Excerpts from a dataset
= Beginning of Section =

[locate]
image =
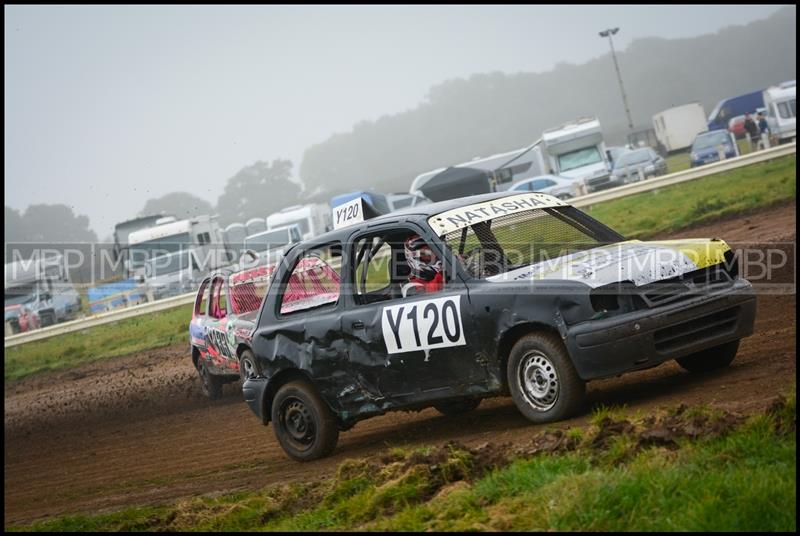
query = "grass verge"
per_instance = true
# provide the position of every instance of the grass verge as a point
(684, 469)
(100, 342)
(641, 216)
(670, 209)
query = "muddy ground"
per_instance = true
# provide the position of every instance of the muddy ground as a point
(136, 430)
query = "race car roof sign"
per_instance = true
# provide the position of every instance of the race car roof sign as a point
(459, 218)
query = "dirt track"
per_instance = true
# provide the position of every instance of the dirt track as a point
(136, 430)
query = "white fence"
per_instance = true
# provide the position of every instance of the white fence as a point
(582, 201)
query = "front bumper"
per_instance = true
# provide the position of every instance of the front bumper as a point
(253, 392)
(646, 338)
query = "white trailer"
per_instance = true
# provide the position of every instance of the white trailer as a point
(677, 127)
(201, 234)
(781, 105)
(313, 219)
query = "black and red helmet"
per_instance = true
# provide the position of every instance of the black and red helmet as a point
(423, 262)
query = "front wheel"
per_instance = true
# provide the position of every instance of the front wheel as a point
(211, 383)
(711, 358)
(457, 407)
(248, 367)
(543, 383)
(304, 425)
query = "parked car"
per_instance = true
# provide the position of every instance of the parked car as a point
(708, 146)
(736, 127)
(221, 329)
(505, 293)
(646, 160)
(560, 187)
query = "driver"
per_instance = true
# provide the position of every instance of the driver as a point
(426, 268)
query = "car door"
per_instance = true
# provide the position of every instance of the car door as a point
(221, 354)
(406, 347)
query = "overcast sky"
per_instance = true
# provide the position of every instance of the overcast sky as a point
(108, 106)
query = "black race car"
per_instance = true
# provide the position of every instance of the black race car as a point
(531, 297)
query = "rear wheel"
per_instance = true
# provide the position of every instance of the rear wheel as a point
(457, 407)
(710, 359)
(542, 380)
(304, 425)
(211, 383)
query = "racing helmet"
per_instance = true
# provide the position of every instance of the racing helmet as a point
(420, 258)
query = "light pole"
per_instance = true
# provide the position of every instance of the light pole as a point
(608, 33)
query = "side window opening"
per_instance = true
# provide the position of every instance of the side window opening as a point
(315, 281)
(201, 302)
(383, 270)
(218, 299)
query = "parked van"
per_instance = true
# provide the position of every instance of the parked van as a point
(781, 104)
(727, 109)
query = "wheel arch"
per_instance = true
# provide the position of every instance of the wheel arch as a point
(276, 382)
(511, 336)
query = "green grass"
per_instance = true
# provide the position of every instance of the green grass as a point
(109, 340)
(641, 216)
(670, 209)
(741, 479)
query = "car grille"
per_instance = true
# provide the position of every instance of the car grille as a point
(696, 330)
(694, 283)
(660, 293)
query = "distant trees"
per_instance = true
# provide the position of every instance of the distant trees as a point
(257, 191)
(47, 223)
(180, 204)
(495, 112)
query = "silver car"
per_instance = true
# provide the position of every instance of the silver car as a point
(560, 187)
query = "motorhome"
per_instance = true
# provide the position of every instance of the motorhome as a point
(200, 234)
(269, 244)
(313, 219)
(677, 127)
(502, 169)
(727, 109)
(172, 274)
(781, 104)
(576, 150)
(38, 293)
(123, 230)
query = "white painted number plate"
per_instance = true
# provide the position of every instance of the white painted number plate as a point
(348, 214)
(423, 325)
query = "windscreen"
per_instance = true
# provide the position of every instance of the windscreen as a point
(712, 140)
(496, 246)
(579, 158)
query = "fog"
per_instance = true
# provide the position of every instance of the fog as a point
(107, 107)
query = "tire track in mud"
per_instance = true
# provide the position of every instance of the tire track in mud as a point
(136, 430)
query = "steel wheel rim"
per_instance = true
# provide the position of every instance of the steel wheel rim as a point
(538, 381)
(298, 423)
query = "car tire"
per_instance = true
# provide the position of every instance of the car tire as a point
(711, 358)
(211, 384)
(248, 366)
(457, 407)
(304, 425)
(542, 380)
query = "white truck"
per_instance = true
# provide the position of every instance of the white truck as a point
(781, 104)
(313, 219)
(201, 234)
(677, 127)
(38, 293)
(576, 150)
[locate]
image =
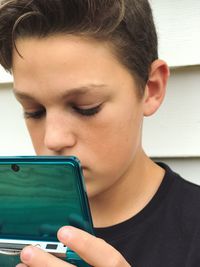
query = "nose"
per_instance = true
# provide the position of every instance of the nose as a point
(59, 134)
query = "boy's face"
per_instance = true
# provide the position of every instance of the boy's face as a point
(79, 100)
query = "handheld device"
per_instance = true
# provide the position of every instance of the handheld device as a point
(38, 195)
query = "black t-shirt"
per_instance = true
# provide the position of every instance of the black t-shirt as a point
(166, 233)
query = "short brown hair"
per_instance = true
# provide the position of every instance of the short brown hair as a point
(127, 24)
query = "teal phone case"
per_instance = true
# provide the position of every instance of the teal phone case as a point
(38, 195)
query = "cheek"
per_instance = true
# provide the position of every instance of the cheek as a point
(117, 139)
(36, 133)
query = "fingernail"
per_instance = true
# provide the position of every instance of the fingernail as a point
(64, 234)
(26, 254)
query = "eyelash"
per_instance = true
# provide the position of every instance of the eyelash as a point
(83, 112)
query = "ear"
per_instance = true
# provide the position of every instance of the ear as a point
(156, 87)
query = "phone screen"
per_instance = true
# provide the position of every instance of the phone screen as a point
(37, 199)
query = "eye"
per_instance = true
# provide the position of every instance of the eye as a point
(35, 114)
(87, 111)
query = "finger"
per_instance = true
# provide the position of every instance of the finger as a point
(93, 250)
(35, 257)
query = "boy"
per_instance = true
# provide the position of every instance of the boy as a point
(86, 73)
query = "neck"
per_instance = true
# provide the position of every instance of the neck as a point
(129, 195)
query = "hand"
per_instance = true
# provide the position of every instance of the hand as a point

= End of Section =

[WHAT YOU ARE ASKED TO DO] A word-for-word copy of the entries above is what is needed, without any images.

[RESULT]
[locate]
image =
query = "grass verge"
per_instance = true
# provide the position of every instance of the grass verge as a point
(684, 469)
(100, 342)
(641, 216)
(670, 209)
query = "muddy ground"
per_instance = true
# provide the position of every instance of the muddy ground as a point
(136, 430)
query = "race car roof sign"
per_instance = true
# provide the position of every instance of the race car roof sign as a point
(459, 218)
query = "dirt track"
per_instance = true
# provide the position of every instance of the dirt track as a point
(136, 430)
query = "white fence"
per_instance = true
# provide the position of every instance of the white fence as a point
(582, 201)
query = "front bumper"
per_instance = true
# provide the position of every instance of the front bumper as a point
(253, 392)
(646, 338)
query = "white trailer"
per_instance = true
# provide the position of every instance of the white trailer as a point
(677, 127)
(201, 234)
(781, 105)
(313, 219)
query = "black and red helmet"
per_instance = true
# provide the position of every instance of the black and red helmet as a point
(423, 262)
query = "front wheel"
per_instance = true
# provide the position of every instance of the front wheel as a point
(211, 383)
(711, 358)
(457, 407)
(248, 367)
(543, 383)
(304, 425)
query = "parked car"
per_instance = true
# provide the position of every instance of the parked car as a point
(708, 146)
(736, 127)
(221, 329)
(505, 293)
(646, 160)
(560, 187)
query = "driver"
per_instance = true
# provide the position of every instance of the driver as a point
(426, 268)
query = "car door"
per_instance = true
# provide the position of every instance of the car door as a point
(221, 354)
(406, 347)
query = "overcast sky"
per_instance = true
# provide the position of every instance of the overcast sky as a point
(108, 106)
query = "black race car"
per_instance = true
# provide the position of every instance of the black race car as a point
(531, 297)
query = "rear wheel"
per_instance = true
# provide the position of every instance of the rear wheel as a point
(457, 407)
(710, 359)
(542, 380)
(304, 425)
(211, 383)
query = "racing helmet"
per_instance = true
# provide the position of every instance of the racing helmet as a point
(420, 258)
query = "light pole"
per_instance = true
# provide the position of every instance of the light pole as a point
(608, 33)
query = "side window opening"
per_instance = true
# provide the position of every instance of the side window opening as a point
(315, 281)
(201, 302)
(383, 270)
(218, 299)
query = "parked van"
per_instance = true
# provide the position of every instance of the parked van as a point
(781, 104)
(727, 109)
query = "wheel arch"
per_instance = true
# provide the position of every instance of the wheel arch as a point
(276, 382)
(511, 336)
query = "green grass"
per_instance = true
# provide the position of every instance of the green grass as a point
(109, 340)
(641, 216)
(670, 209)
(741, 479)
query = "car grille"
per_instance = true
# provide the position of every instance of the car grille as a point
(696, 330)
(694, 283)
(660, 293)
query = "distant trees"
per_instance = true
# provide the position of every instance of the distant trees as a point
(257, 191)
(47, 223)
(180, 204)
(495, 112)
query = "silver car"
per_instance = true
# provide the position of every instance of the silver car as a point
(560, 187)
query = "motorhome"
per_instance = true
# provide the position of every instance of the motorhome as a point
(200, 234)
(269, 244)
(313, 219)
(677, 127)
(502, 169)
(727, 109)
(172, 274)
(781, 104)
(576, 150)
(38, 293)
(123, 230)
query = "white painted number plate"
per_instance = true
# provide the position of every instance of the white painted number plate as a point
(348, 214)
(423, 325)
query = "windscreen"
per_instance = true
# provide the position of every instance of the windscreen as a point
(712, 140)
(496, 246)
(579, 158)
query = "fog"
per_instance = true
# provide the position of every instance of the fog as a point
(107, 107)
query = "tire track in mud"
per_instance = true
# provide the position of every instance of the tire track in mud as a point
(136, 430)
query = "steel wheel rim"
per_instance = true
# provide the position of every instance of the steel wheel rim as a point
(538, 381)
(298, 423)
query = "car tire"
per_instance = true
# provide the position of every instance of the car tire as a point
(711, 358)
(211, 384)
(248, 366)
(457, 407)
(304, 425)
(542, 380)
query = "white truck"
per_instance = true
# provide the position of every instance of the white truck as a point
(781, 104)
(313, 219)
(201, 234)
(677, 127)
(38, 293)
(576, 150)
[locate]
image =
query = "nose"
per_instance = true
# provide the position of every instance of the nose as a point
(59, 134)
query = "boy's face"
per_instance = true
# provide the position of every instance of the boy's face as a point
(79, 100)
query = "handheld device"
per_instance = true
# provide the position of every instance of the handheld device as a point
(38, 195)
query = "black t-shirt"
per_instance = true
# provide the position of every instance of the black t-shirt as a point
(166, 233)
query = "short brown hair"
per_instance = true
# provide the position of every instance of the short brown hair as a point
(127, 24)
query = "teal phone case"
per_instance = true
# provide the position of every instance of the teal phone case as a point
(38, 195)
query = "cheek"
per_instance = true
# provide the position of every instance of the cheek as a point
(117, 139)
(36, 133)
query = "fingernail"
per_instance = true
# provide the position of every instance of the fingernail as a point
(64, 234)
(26, 254)
query = "eyelash"
per_instance = true
# provide the position of every instance of the eyelash as a point
(83, 112)
query = "ear"
per_instance = true
# provide the position of every instance of the ear as a point
(156, 87)
query = "phone screen"
per_instance = true
# provide the position of every instance of the phone screen as a point
(37, 199)
query = "eye"
per_instance = true
# provide the position of every instance of the eye as a point
(35, 114)
(87, 111)
query = "finger"
per_instance = true
# provide the position of every instance of the finger as a point
(93, 250)
(35, 257)
query = "boy"
per_instance = true
# provide the position of every instance of the boy as a point
(86, 73)
query = "neck"
per_instance = true
# provide the position of every instance of the neck as a point
(129, 195)
query = "hand"
per_instance = true
# provide the position of every instance of the hand as a point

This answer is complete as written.